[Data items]
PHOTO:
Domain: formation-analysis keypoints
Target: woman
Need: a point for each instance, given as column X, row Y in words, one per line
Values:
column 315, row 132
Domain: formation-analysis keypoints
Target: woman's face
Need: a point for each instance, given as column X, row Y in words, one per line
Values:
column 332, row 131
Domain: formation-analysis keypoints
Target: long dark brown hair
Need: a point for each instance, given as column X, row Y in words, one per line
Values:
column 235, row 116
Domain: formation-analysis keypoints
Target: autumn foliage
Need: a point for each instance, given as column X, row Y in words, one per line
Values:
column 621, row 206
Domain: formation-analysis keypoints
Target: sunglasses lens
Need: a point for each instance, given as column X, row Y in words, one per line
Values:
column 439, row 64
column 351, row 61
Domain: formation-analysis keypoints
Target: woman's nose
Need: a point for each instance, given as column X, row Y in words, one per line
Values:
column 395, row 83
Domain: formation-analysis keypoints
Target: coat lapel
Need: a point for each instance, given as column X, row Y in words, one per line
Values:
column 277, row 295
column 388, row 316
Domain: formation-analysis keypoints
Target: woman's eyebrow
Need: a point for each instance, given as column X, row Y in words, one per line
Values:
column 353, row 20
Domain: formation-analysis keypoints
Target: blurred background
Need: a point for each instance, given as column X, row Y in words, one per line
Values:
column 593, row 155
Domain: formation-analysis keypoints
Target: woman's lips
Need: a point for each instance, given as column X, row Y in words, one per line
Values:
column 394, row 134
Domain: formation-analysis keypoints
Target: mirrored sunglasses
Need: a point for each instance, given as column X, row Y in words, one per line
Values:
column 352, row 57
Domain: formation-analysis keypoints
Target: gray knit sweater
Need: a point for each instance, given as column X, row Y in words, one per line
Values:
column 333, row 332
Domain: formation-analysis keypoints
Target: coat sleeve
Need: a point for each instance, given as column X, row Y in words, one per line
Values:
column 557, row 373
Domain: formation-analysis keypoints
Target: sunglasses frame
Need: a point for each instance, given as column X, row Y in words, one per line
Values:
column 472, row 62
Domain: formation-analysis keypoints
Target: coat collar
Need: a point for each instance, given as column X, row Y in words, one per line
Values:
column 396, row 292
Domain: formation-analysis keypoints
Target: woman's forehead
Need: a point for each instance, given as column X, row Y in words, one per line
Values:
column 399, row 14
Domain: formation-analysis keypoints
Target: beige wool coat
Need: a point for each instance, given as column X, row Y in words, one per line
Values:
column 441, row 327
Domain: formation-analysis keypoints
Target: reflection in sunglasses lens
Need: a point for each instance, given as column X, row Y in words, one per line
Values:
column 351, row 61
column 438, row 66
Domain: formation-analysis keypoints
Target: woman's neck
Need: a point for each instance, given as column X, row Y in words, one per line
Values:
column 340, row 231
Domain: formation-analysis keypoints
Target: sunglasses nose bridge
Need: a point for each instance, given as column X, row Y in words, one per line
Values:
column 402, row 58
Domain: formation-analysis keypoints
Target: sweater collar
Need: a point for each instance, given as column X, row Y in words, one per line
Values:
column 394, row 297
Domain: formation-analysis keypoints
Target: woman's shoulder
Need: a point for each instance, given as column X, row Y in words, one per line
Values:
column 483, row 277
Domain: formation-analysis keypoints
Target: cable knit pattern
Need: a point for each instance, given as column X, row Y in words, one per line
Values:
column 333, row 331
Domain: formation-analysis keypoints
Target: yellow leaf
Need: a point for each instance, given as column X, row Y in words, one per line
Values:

→ **Task instructions**: Set down each line of the data precisely as it appears above.

→ **Written response**:
PHOTO:
Domain: formation-analysis keypoints
Target: woman
Need: a point for each instance, given as column X, row Y in words, one per line
Values:
column 315, row 132
Domain: formation-analysis keypoints
Target: woman's face
Need: a point for each instance, given as column X, row Y in words, one per line
Values:
column 332, row 131
Domain: formation-analysis keypoints
Target: long dark brown hair
Need: a point for each instance, given as column X, row Y in words, one per line
Values:
column 235, row 116
Domain: formation-analysis keypoints
Target: autumn foliage
Need: a point for each instance, given as column X, row Y in words, one per line
Values:
column 621, row 206
Domain: formation-analysis keypoints
Target: sunglasses lens
Need: a point for each instance, given as column X, row Y in words, one per line
Values:
column 439, row 64
column 351, row 61
Domain: formation-analysis keypoints
Target: woman's nose
Need: a point for each instance, given as column X, row Y in words, one per line
Values:
column 395, row 83
Domain: formation-analysis keypoints
Target: coat lapel
Need: a point for each instance, given as column X, row Y in words, one per line
Values:
column 277, row 295
column 388, row 316
Domain: formation-analysis keypoints
Target: woman's eyebrow
Need: a point for each instance, given as column X, row Y in words, one per line
Values:
column 353, row 20
Domain: formation-analysis keypoints
Target: blurred background
Need: a point for each instance, given as column X, row Y in words, one per line
Values:
column 593, row 155
Domain: formation-analysis keypoints
Target: woman's lips
Need: a point for each instance, given as column X, row Y in words, one per line
Values:
column 394, row 134
Domain: formation-analysis keypoints
Target: mirrored sunglasses
Need: a point for each instance, given as column X, row Y in words, one per line
Values:
column 352, row 57
Domain: formation-analysis keypoints
Target: gray knit sweater
Need: a point for each instance, given as column X, row Y in words, one per line
Values:
column 333, row 332
Domain: formation-analysis keypoints
Target: coat sleeve
Need: a point for each instance, given as column X, row Y in words, one per line
Values:
column 557, row 373
Domain: formation-analysis keypoints
Target: sunglasses frame
Need: a point for each instance, given as column X, row Y in words, one per line
Values:
column 472, row 62
Domain: formation-analysis keypoints
Target: coat collar
Need: a point for each instance, given as column X, row Y in words, one per line
Values:
column 396, row 292
Domain: formation-analysis keypoints
Target: woman's forehead
Need: a point for each instance, given as column X, row Y in words, one per line
Values:
column 399, row 14
Domain: formation-analysis keypoints
Target: beige wool coat
Need: a point for each instance, given as column X, row Y in words, one per line
Values:
column 441, row 327
Domain: formation-analysis keypoints
Target: reflection in sunglasses lens
Need: a point for each instance, given as column X, row Y in words, one per line
Values:
column 351, row 61
column 438, row 66
Domain: formation-analysis keypoints
Target: woman's neck
Need: a point for each instance, given as column X, row Y in words, one per line
Values:
column 340, row 231
Domain: formation-analysis keypoints
Target: sunglasses nose bridge
Need: a point for each instance, given as column X, row Y in words, one per line
Values:
column 402, row 58
Domain: formation-analysis keypoints
Target: sweater collar
Need: a point for each instance, given as column X, row Y in words, one per line
Values:
column 394, row 297
Domain: formation-analysis keypoints
Target: woman's shoulder
Need: a point for each instance, given as column X, row Y in words, one per line
Values:
column 483, row 277
Domain: formation-analysis keypoints
Target: cable knit pattern
Need: a point for each instance, given as column X, row Y in words, one per line
Values:
column 333, row 331
Domain: formation-analysis keypoints
Target: yellow leaf
Need: a point for each instance, given as column X, row Y in words, one per line
Values:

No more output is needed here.